◆ Exercise instructions ◆
The string "mustard" may appear in lines of the listing. Report each line where it does.

◆ Data to use ◆
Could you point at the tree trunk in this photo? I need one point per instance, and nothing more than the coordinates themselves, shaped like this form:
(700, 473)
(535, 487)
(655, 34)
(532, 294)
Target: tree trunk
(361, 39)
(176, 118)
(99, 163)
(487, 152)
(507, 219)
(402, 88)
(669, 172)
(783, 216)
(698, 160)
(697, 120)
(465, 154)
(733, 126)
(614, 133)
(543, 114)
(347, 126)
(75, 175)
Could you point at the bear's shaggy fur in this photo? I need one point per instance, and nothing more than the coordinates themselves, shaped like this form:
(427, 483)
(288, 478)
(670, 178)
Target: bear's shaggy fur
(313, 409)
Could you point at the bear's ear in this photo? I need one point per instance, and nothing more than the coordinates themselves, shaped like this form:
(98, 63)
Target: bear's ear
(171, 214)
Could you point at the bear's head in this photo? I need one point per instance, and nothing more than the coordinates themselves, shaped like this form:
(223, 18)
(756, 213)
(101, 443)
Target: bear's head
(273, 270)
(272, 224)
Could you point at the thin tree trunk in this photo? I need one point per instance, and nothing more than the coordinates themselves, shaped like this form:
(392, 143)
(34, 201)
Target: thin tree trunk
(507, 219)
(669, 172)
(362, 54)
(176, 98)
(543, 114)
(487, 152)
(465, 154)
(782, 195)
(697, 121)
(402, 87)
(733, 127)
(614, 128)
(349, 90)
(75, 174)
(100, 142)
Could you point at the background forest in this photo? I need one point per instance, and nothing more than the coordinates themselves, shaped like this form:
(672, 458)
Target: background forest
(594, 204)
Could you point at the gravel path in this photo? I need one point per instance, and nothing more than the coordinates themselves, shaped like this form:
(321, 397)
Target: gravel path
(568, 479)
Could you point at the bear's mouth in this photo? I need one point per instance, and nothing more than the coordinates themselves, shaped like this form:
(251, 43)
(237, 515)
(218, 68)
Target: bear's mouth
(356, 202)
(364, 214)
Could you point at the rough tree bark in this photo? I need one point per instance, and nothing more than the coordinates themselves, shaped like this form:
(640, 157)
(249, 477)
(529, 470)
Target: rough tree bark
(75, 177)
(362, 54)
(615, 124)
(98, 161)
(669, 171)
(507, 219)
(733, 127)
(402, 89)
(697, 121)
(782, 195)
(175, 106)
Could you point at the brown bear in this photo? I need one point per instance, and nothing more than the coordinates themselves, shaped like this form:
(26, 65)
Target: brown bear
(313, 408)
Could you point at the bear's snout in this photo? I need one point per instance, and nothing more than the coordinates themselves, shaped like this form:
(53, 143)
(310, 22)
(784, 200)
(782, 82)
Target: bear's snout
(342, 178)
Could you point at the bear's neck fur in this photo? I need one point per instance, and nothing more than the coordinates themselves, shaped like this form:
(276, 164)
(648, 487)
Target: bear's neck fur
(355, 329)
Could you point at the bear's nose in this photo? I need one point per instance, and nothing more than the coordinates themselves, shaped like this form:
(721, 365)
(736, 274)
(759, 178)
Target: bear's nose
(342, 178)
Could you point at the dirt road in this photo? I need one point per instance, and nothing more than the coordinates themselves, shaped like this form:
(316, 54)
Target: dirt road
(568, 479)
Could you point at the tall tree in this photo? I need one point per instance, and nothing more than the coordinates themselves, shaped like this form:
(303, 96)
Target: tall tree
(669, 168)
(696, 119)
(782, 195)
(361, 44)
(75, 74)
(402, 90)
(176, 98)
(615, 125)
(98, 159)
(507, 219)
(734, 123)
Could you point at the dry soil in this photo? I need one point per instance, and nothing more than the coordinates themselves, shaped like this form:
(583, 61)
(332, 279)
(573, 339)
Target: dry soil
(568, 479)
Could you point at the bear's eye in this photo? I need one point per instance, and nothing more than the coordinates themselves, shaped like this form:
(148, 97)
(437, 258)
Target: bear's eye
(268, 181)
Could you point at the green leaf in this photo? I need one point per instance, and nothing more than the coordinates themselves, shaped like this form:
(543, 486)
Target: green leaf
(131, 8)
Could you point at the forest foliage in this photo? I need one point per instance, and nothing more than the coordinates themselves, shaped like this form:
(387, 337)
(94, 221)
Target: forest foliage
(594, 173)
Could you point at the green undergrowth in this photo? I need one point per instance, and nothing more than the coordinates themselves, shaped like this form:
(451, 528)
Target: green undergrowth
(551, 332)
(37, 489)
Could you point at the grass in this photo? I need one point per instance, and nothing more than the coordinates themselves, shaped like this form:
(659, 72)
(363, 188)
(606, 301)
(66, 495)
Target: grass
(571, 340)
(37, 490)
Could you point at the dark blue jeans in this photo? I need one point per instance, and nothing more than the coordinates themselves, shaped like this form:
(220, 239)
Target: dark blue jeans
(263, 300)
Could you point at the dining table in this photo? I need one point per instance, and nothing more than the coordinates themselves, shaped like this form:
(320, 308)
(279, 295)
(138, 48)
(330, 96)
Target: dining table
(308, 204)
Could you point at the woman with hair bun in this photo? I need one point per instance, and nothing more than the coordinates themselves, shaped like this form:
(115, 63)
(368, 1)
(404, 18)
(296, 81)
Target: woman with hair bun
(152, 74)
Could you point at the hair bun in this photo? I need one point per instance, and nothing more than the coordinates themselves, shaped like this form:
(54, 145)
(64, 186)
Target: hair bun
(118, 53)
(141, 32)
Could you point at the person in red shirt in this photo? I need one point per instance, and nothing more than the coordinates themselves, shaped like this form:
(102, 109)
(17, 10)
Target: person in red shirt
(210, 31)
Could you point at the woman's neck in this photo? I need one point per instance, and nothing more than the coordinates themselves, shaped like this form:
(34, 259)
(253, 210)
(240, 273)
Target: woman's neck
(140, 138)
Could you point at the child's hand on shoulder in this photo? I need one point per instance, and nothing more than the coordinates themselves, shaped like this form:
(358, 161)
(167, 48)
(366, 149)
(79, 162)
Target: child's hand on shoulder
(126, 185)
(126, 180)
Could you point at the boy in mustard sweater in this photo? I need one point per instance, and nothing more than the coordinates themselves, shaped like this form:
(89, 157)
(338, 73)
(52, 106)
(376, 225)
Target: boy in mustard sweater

◆ Answer section ◆
Could you point at the boy in mustard sweater in this photo? I need one point per instance, and nothing more than the coordinates themselves, shaped like this form:
Target: boy in mustard sweater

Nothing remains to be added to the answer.